→ Задания:
1: Где находилась колония, в которой Алексей Федяров провел год и семь месяцев, по данным интервью с Алексеем Федяровым?
2: Перечислите все темы, о которых, как сказано во вступлении к интервью с Алексеем Федяровым, он рассказал журналисту Анне Пестеревой.

→ Источник:
>>>>
Правозащитник Алексей Федяров долгое время работал в прокуратуре, занимался бизнесом, а потом попал в колонию. Там он начал помогать другим заключенным: добивался пересмотра их приговоров и освобождения. После выхода на свободу пошел работать в фонд «Русь Сидящая». Правозащитник рассказал журналисту Анне Пестеревой о том, как встретился в колонии с бойцом «Беркута», который разгонял Майдан в 2014 году, почему судьи в России практически не выносят оправдательные приговоры и почему обрадовался бы, если бы фонд «Русь Сидящая» самораспустился.

 

Тюрьма меняет сознание

— Журналисты о правозащитниках часто пишут, что те «воюют» с государством. А вы бы как сказали?

— Бьемся. Никого не боимся.

— В какой момент вы поняли, что готовы заниматься правозащитой?

— Когда на меня завели дело. После того, как ушел из прокуратуры, занимался бизнесом. Понимал, что предпринимателя всегда есть за что посадить. Но не догадывался, что можно просто взять и переломать человека. Причем я-то мог нанять хороших адвокатов, наизусть знал, как работает следствие. Но система просто будет отсекать любые возможности защитить себя.

— Вас задержали в 2013 году по обвинению в мошенничестве. Год вы находились под домашним арестом, год и семь месяцев — в колонии в Нижнем Тагиле. Что вы совершили?

— Тут дело, наверное, связано с собственной неосторожностью: нечистоплотностью в отношениях, в подборе знакомых. У человека возникли проблемы, и он обратился ко мне за помощью. Я познакомил его с людьми, которые обещали решить вопрос, но за пределами закона. В итоге они оплату получили, но ничего не сделали. Я встречался с ними, просил деньги вернуть — безрезультатно. Потом пошел под суд.

— Вы 10 лет работали в прокуратуре. Знали тех, кто вел ваше дело?

— Следователь раньше работал в моей группе. Мы все друг друга знали, конечно. Но отношения были нормальные: никаких претензий нет. Я понимал, что в любом случае мной займутся: не они, так другие. По крайней мере эти люди не допускали явного беззакония в отношении моей семьи. Я им спасибо сказал. Хотя, конечно, хотелось другие слова сказать, но именно за то, что не перешли грань добра и зла, я их поблагодарил.
<<<<
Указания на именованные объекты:
>>>>
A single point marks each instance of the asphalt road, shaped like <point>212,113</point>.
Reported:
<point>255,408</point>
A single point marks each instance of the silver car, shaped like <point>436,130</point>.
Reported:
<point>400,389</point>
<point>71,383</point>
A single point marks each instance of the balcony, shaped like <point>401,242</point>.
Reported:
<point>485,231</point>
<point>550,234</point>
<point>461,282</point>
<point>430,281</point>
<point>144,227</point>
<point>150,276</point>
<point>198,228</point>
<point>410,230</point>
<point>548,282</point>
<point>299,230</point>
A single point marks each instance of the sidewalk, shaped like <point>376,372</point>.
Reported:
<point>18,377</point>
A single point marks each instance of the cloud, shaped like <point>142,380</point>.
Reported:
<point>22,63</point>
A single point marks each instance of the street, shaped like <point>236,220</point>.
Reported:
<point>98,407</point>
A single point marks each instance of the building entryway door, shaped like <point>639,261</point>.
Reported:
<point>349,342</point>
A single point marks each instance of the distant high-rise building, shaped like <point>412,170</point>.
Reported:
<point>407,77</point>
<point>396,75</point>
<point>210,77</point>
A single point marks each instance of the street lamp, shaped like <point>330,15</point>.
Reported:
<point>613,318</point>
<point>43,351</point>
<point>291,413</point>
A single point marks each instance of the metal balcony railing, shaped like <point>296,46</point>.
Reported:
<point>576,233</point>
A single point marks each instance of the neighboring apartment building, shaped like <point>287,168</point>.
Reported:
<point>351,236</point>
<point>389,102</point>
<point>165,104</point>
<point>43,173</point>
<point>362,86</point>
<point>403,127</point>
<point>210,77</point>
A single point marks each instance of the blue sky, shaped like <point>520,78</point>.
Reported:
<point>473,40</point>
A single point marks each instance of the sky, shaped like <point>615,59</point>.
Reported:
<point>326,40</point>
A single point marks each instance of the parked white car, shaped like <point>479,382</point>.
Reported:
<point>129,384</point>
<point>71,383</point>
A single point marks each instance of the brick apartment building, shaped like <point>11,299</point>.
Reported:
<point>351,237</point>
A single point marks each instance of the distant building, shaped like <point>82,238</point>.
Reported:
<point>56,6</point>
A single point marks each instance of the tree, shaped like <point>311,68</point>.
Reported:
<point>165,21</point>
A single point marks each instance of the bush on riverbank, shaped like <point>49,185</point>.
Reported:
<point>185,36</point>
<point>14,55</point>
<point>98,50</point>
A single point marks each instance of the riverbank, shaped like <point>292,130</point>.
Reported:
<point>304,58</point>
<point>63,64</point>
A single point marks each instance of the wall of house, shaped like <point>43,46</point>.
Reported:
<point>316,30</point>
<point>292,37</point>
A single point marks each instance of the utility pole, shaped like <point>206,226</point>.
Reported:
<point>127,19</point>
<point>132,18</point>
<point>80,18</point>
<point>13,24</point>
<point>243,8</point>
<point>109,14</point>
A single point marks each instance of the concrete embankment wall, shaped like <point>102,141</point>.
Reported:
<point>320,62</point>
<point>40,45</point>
<<<<
→ Ответы:
1: В Нижнем Тагиле.

2:
- Как он встретился в колонии с бойцом «Беркута», который разгонял Майдан в 2014 году.
- Почему судьи в России практически не выносят оправдательные приговоры.
- Почему он обрадовался бы, если бы фонд «Русь Сидящая» самораспустился.